**Shape labeling records:**
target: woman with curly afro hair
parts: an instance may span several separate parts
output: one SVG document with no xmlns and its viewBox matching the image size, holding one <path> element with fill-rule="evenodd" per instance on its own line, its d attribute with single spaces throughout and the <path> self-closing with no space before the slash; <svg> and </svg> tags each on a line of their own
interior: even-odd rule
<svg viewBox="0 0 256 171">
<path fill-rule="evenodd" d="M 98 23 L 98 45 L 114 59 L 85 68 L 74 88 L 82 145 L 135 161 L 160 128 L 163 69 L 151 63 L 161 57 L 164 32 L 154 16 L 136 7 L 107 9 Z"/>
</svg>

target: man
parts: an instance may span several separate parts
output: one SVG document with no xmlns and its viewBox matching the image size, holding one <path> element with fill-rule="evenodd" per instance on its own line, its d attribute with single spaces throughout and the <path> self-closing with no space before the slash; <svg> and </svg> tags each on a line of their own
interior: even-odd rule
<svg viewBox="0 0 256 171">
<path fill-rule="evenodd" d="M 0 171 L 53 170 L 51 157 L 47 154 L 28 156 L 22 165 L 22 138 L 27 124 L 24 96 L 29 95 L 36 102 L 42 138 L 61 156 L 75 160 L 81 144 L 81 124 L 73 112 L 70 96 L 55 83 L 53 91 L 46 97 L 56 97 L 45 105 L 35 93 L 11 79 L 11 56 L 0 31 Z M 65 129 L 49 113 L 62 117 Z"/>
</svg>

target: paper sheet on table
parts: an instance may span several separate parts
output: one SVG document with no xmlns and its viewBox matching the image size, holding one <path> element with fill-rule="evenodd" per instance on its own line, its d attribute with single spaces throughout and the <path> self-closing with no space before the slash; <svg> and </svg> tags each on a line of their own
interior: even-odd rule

**GIVEN EXERCISE:**
Copy out the lines of the entries above, from the line containing "target: paper sheet on table" through the end of the entries, inclusive.

**WORKED SOLUTION:**
target: paper sheet on table
parts: an instance may span several separate parts
output: one SVG document with no xmlns and its viewBox matching the image size, holding one <path> element with fill-rule="evenodd" per instance on its own line, its d attribute with single spaces throughout and the <path> self-closing with no space before the slash; <svg> and </svg> tags each on a line of their own
interior: even-odd rule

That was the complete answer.